Give the records between the lines holding "Task: where can the pastel" and "x=355, y=242", inclusive, as a two-column CSV with the columns request and answer, one row for each request. Put each field in quotation marks, with line breaks turned into spaces.

Data records

--------

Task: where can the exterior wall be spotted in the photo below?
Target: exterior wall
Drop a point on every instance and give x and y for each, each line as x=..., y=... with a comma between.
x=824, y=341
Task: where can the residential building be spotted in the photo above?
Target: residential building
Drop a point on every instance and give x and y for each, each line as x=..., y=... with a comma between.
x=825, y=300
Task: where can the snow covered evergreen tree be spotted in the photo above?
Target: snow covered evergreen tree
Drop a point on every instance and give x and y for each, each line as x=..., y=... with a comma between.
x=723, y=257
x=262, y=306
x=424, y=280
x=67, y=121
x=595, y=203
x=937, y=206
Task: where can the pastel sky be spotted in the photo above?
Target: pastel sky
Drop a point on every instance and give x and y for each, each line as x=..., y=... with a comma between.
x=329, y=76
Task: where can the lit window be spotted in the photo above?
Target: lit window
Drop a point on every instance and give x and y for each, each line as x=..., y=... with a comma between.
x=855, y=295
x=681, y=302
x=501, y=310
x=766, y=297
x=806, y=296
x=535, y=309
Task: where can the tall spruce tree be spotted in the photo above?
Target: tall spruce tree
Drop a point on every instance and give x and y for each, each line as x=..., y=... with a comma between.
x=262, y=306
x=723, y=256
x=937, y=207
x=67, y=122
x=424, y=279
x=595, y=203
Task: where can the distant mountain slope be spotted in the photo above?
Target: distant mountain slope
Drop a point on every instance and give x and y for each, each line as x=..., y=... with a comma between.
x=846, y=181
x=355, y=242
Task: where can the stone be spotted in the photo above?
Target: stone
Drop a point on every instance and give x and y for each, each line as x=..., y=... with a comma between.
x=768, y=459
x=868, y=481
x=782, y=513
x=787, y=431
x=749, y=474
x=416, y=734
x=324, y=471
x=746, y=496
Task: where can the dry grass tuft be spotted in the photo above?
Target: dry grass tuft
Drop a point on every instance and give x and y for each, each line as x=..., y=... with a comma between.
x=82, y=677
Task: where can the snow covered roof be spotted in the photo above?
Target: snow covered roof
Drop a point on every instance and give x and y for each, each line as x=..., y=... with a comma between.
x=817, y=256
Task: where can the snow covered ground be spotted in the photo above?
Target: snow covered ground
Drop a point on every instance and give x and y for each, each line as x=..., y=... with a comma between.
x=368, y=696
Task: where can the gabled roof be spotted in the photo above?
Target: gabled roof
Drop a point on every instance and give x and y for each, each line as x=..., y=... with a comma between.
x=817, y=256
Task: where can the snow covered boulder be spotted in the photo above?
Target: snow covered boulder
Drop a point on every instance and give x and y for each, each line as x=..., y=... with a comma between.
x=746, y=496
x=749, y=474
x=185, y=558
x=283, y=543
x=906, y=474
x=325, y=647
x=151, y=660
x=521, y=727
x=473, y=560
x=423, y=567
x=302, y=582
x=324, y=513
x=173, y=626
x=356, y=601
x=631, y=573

--------

• SOLUTION FOR THIS PROBLEM:
request,answer
"Task: where can the pastel sky be spotted in the photo above? Target: pastel sky Drop a point on every instance and give x and y for each, each line as x=..., y=... with a comma between.","x=329, y=76"
"Task: where can the lit window be spotted in the photo above? Target: lit window Drop a point on every instance and give x and y for each, each line as x=..., y=... with a comma between.","x=855, y=295 x=681, y=302 x=501, y=310 x=766, y=297 x=806, y=296 x=535, y=309"
"Task: where can the tall spruce tree be spotted in the photo above? Target: tall spruce tree Drop a point on every instance and give x and y for each, each line as x=..., y=... with a comma between.","x=262, y=306 x=723, y=256 x=937, y=207 x=67, y=122 x=424, y=279 x=595, y=203"
"Task: where can the distant mountain slope be spotted in the photo above? Target: distant mountain slope Drop a point on every instance and give x and y for each, each line as x=..., y=... with a comma between.","x=846, y=181 x=355, y=242"